§ **Required actions**
1/ In the text on Aboriginal and Torres Strait Islander children's schooling, list every percentage figure that appears under KEY MESSAGES.
2/ Reproduce the part of the text on Aboriginal and Torres Strait Islander children's schooling between "Note: In this" and "(cat. no. 6227.0).", inclusive, and swap "close relative" for "family member".
3/ Extend the text on Aboriginal and Torres Strait Islander children's schooling, starting after its final sentence.

§ **Text segment**
================================

This article is part of a comprehensive series released as Aboriginal and Torres Strait Islander Wellbeing: A focus on children and youth.

Note: In this section 'children' refers to people aged 5–14 years and the terms 'youth' and 'young people' refer to people aged 15–19 years. Information for children was provided by the parent or guardian or, where they were not available, by a close relative or other household member with responsibility for the child. Data presented are from the ABS National Aboriginal and Torres Strait Islander Social Survey, 2008 (cat. no. 4714.0) and the Survey of Education and Work, 2008 and 2009 (cat. no. 6227.0).

KEY MESSAGES

Of all Aboriginal and Torres Strait Islander children aged 5–14 years in 2008:
  • 98% were reported to be usually attending school (including 3% who were in preschool and 9% who were in kindergarten or preparatory school)
  • 8% were reported to have missed school without permission in the previous year.
Of Aboriginal and Torres Strait Islander young people aged 15–19 years in 2008:
  • 46% were attending secondary school and 14% were attending a tertiary institution such as university, TAFE or business college
  • 10% were not studying but had completed Year 12 or higher qualification.

Being at school provides children and young adolescents with opportunities to obtain basic literacy and numeracy skills and develop social skills that are needed to continue with their education. Staying on at school and completing Year 12 can also have positive effects on young people's wellbeing. Evidence suggests that those who complete Year 12 are more likely than those who leave school earlier to be employed full-time and to earn higher wages (Endnote 1).

================================

§ **Listed entries**

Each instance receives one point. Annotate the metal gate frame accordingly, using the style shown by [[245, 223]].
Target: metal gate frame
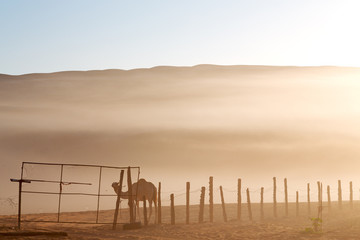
[[60, 193]]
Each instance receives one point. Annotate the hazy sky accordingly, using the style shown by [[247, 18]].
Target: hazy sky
[[47, 36]]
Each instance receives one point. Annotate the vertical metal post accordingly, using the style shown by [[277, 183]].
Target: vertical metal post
[[130, 202], [20, 191], [118, 199], [286, 198], [98, 203], [274, 197], [159, 203], [60, 191], [187, 202], [211, 199]]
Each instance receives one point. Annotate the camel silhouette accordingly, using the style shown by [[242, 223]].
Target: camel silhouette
[[141, 188]]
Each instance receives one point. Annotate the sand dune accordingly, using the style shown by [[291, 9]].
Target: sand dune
[[186, 123]]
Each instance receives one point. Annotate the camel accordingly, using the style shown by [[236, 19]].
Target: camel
[[141, 188]]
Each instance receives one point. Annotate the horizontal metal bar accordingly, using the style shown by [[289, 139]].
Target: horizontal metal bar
[[48, 181], [79, 165], [68, 222], [20, 180], [84, 194]]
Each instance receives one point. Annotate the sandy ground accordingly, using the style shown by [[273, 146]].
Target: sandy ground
[[337, 224]]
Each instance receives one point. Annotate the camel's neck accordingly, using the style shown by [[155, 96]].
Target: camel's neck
[[124, 195]]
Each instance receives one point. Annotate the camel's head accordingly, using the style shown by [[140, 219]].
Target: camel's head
[[115, 186]]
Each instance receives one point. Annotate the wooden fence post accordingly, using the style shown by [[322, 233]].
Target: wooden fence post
[[118, 199], [211, 199], [329, 198], [286, 198], [297, 203], [223, 204], [239, 200], [351, 195], [308, 198], [339, 194], [172, 210], [319, 194], [145, 212], [274, 197], [202, 202], [262, 204], [187, 202], [249, 204], [159, 203], [130, 202]]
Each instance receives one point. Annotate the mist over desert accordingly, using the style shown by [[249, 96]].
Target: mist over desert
[[186, 123]]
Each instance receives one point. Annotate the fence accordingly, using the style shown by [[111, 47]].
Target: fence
[[285, 193], [54, 173]]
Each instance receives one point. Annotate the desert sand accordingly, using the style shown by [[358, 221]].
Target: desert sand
[[337, 224], [185, 124]]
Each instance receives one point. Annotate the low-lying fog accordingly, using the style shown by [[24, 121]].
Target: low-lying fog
[[184, 124]]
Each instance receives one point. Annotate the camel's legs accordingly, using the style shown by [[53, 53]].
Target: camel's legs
[[150, 205], [155, 204], [138, 210]]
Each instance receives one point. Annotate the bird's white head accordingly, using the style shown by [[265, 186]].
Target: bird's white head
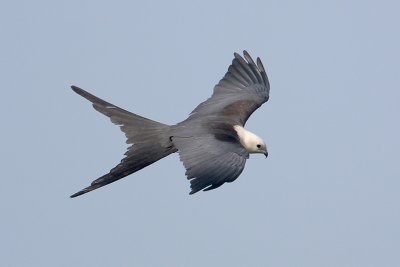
[[252, 142]]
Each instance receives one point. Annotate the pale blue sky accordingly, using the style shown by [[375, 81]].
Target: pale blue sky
[[328, 194]]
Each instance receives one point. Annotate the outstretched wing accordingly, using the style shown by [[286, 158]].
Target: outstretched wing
[[209, 162], [243, 89]]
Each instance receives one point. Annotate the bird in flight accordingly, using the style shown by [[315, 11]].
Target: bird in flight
[[212, 142]]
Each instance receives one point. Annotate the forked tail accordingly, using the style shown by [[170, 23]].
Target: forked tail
[[150, 141]]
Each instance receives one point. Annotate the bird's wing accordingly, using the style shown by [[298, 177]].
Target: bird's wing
[[210, 162], [243, 89]]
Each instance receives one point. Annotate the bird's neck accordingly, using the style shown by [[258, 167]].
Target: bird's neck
[[246, 138]]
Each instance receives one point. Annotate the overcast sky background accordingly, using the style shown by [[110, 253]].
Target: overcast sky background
[[328, 194]]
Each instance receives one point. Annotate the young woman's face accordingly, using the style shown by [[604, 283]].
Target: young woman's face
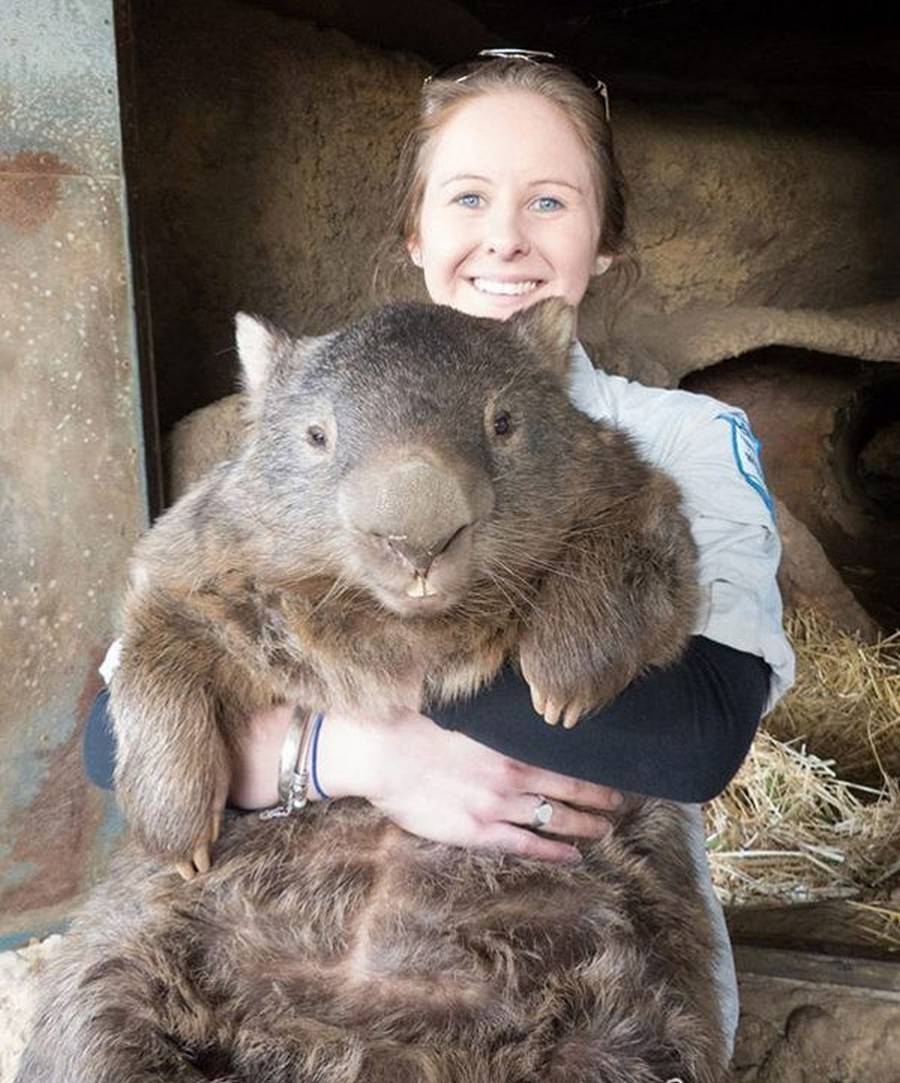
[[509, 211]]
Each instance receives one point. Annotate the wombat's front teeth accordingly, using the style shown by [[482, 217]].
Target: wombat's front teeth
[[420, 588]]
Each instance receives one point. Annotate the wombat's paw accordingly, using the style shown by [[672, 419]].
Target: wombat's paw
[[199, 861], [555, 704], [199, 856]]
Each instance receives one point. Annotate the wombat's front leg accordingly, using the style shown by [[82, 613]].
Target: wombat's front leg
[[620, 599], [173, 767]]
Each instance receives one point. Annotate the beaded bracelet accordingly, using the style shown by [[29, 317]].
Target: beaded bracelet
[[294, 774], [299, 748]]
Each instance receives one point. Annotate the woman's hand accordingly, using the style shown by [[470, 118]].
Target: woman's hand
[[432, 782]]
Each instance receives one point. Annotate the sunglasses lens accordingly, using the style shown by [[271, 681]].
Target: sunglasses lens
[[460, 70]]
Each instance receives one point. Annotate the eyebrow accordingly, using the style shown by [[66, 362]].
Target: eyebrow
[[532, 184], [557, 181], [465, 177]]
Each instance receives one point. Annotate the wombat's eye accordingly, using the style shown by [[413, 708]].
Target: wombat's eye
[[315, 436], [503, 423]]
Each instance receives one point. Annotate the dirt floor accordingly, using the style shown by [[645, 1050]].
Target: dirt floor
[[790, 1032], [796, 1032]]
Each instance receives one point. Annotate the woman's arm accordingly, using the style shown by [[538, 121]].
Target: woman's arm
[[433, 782], [679, 732]]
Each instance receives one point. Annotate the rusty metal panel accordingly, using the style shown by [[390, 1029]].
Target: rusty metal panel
[[72, 495]]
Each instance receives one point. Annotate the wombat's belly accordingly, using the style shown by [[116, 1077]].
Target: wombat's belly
[[339, 916]]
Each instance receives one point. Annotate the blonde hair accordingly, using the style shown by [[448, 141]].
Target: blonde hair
[[443, 95]]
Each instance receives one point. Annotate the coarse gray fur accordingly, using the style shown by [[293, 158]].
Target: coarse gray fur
[[417, 503]]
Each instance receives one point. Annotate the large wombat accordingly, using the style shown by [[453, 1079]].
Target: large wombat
[[417, 503]]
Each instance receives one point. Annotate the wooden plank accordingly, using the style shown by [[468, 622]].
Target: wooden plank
[[799, 966]]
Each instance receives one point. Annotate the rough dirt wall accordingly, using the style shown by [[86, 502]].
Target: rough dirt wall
[[72, 494]]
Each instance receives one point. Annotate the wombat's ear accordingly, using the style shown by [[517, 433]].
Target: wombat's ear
[[257, 343], [548, 328]]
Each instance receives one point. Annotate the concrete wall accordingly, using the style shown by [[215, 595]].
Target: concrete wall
[[72, 499]]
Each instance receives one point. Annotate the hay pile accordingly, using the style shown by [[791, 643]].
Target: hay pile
[[814, 811]]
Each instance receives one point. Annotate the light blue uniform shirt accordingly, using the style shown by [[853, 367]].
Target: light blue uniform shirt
[[707, 447]]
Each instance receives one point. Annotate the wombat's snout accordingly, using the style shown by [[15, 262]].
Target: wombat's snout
[[411, 521], [419, 556]]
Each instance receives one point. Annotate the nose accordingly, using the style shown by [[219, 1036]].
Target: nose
[[506, 235]]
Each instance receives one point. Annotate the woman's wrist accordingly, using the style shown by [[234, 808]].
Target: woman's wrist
[[344, 757]]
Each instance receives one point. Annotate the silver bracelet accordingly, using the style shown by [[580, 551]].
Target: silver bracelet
[[294, 771]]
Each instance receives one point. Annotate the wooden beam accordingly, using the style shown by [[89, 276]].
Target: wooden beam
[[862, 974]]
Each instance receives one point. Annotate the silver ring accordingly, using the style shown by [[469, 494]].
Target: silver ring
[[543, 813]]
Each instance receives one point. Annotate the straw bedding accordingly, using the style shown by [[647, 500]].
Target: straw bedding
[[814, 811]]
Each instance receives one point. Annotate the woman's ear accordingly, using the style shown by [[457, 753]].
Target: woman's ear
[[415, 251], [602, 263]]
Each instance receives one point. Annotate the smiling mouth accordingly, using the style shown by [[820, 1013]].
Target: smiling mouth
[[497, 288]]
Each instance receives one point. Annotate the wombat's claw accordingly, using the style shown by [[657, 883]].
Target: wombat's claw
[[551, 712], [200, 861], [572, 714]]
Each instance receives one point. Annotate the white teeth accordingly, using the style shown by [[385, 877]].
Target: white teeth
[[420, 588], [505, 288]]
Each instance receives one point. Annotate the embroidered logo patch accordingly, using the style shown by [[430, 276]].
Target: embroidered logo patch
[[745, 447]]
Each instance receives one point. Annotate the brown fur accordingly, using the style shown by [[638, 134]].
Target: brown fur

================================

§ **Solved tasks**
1/ 98%, 3%, 9%, 8%, 46%, 14%, 10%

2/
Note: In this section 'children' refers to people aged 5–14 years and the terms 'youth' and 'young people' refer to people aged 15–19 years. Information for children was provided by the parent or guardian or, where they were not available, by a family member or other household member with responsibility for the child. Data presented are from the ABS National Aboriginal and Torres Strait Islander Social Survey, 2008 (cat. no. 4714.0) and the Survey of Education and Work, 2008 and 2009 (cat. no. 6227.0).

3/
SCHOOL ATTENDANCE

In 2008, almost all (98%) Aboriginal and Torres Strait Islander children aged 5–14 years were reported to be usually attending school (including 3% who were in preschool and 9% who were in kindergarten or preparatory school) (Endnote 2). Of those who usually attended school (excluding preschool), 95% were reported to usually attend five days per week.

MISSING SCHOOL WITHOUT PERMISSION

Irregular attendance can disrupt the learning experience and contribute to a lack of improvement in educational outcomes for children (Endnote 3).

Among Aboriginal and Torres Strait Islander children usually attending school, only a small proportion were reported to have missed school without permission in the last year (8% or 9,800 children) (Endnote 4). This excludes children attending preschool or being home schooled.

Children living in non-remote areas were less likely to have missed school without permission than children living in remote areas (6% compared with 14%).

Children in Years 7 to 9 were more than twice as likely to have missed school (13%) as those in Kindergarten/prep to Year 6 (6%). This pattern was evident for children living in remote and non-remote areas and for boys and girls overall.

2.1 MISSING SCHOOL WITHOUT PERMISSION(a)(b) BY REMOTENESS AND SEX, Aboriginal and Torres Strait Islander children aged 5–14 years—2008
Graph: Missing school without permission by remoteness, sex and school grade, Aboriginal and Torres Strait Islander children aged 5–14 years, 2008
(a) Children who were reported to be usually attending school.
(b) In the previous year.
(c) Difference between Kindergarten/prep–Year 6 and Year 7–Year 9 is statistically significant.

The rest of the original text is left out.